▶ [Exercise] From the mailing-list post below about WWDC, pull out the passage starting at "Well, I have" and ending at "in this functionality.", word for word.

[nycbug-talk] WWDC representation for NYCBUG
Isaac Levy
ike
Sat Jun 26 18:45:43 EDT 2004
Hi Bob,
I'm really happy you asked this question here, as I was planning to go
to WWDC but now cannot- and have some definite questions for this
summer's event:
On Jun 20, 2004, at 12:54 AM, Bob Ippolito wrote:
> I'm attending WWDC later this month (28th-2nd), and I know a lot of
> you own or maintain Apple gear, so I was wondering if there are any
> pressing questions or issues that you all have that I can take with me
> to San Fran. I'm quasi-officially representing the MacPython
> community on my ticket, but I'm sure I could be of some service to the
> local BSD community as well.
>
> As the title suggests, this is a developers conference, so I will be
> speaking with mostly engineers. Questions and comments about Apple's
> legal/political stance do not apply. Also, it should be obvious that
> it's hardly even worth asking questions about Apple's future plans
> (beyond the Tiger release, anyway). You've got a full week to come up
> with stuff, so take your time. If it's about a technical issue please
> do a little research first (Google is your friend?) to make sure that
> we're not asking for answers already available.
Well, I have 2 questions- both of which, when I asked the East Coast
sales engineer when he spoke at NYCBUG, he said should be sounded off
at some meeting on the last day where apple business suits and
engineering management sit and listen to Developer's beefs-
The first question is a small-ish unix question with regard to Tiger
features, and I'm fine not knowing the answer if it's supped to stay
secret until release:
Is the FreeBSD jail call (and jailing subsystem) going to be
implemented in Tiger? This was rumored among reliable sources, and I'm
VERY interested in this functionality.

▶ [Given information]

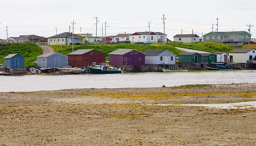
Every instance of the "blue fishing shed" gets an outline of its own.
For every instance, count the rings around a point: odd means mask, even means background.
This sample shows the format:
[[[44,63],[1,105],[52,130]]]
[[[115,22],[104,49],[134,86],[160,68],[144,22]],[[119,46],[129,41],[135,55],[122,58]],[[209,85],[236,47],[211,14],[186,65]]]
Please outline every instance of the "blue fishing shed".
[[[3,58],[3,63],[6,68],[22,68],[25,67],[25,59],[19,54],[9,54]]]
[[[37,57],[38,67],[54,67],[68,65],[68,57],[58,53],[46,53]]]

▶ [Correct output]
Well, I have 2 questions- both of which, when I asked the East Coast
sales engineer when he spoke at NYCBUG, he said should be sounded off
at some meeting on the last day where apple business suits and
engineering management sit and listen to Developer's beefs-
The first question is a small-ish unix question with regard to Tiger
features, and I'm fine not knowing the answer if it's supped to stay
secret until release:
Is the FreeBSD jail call (and jailing subsystem) going to be
implemented in Tiger? This was rumored among reliable sources, and I'm
VERY interested in this functionality.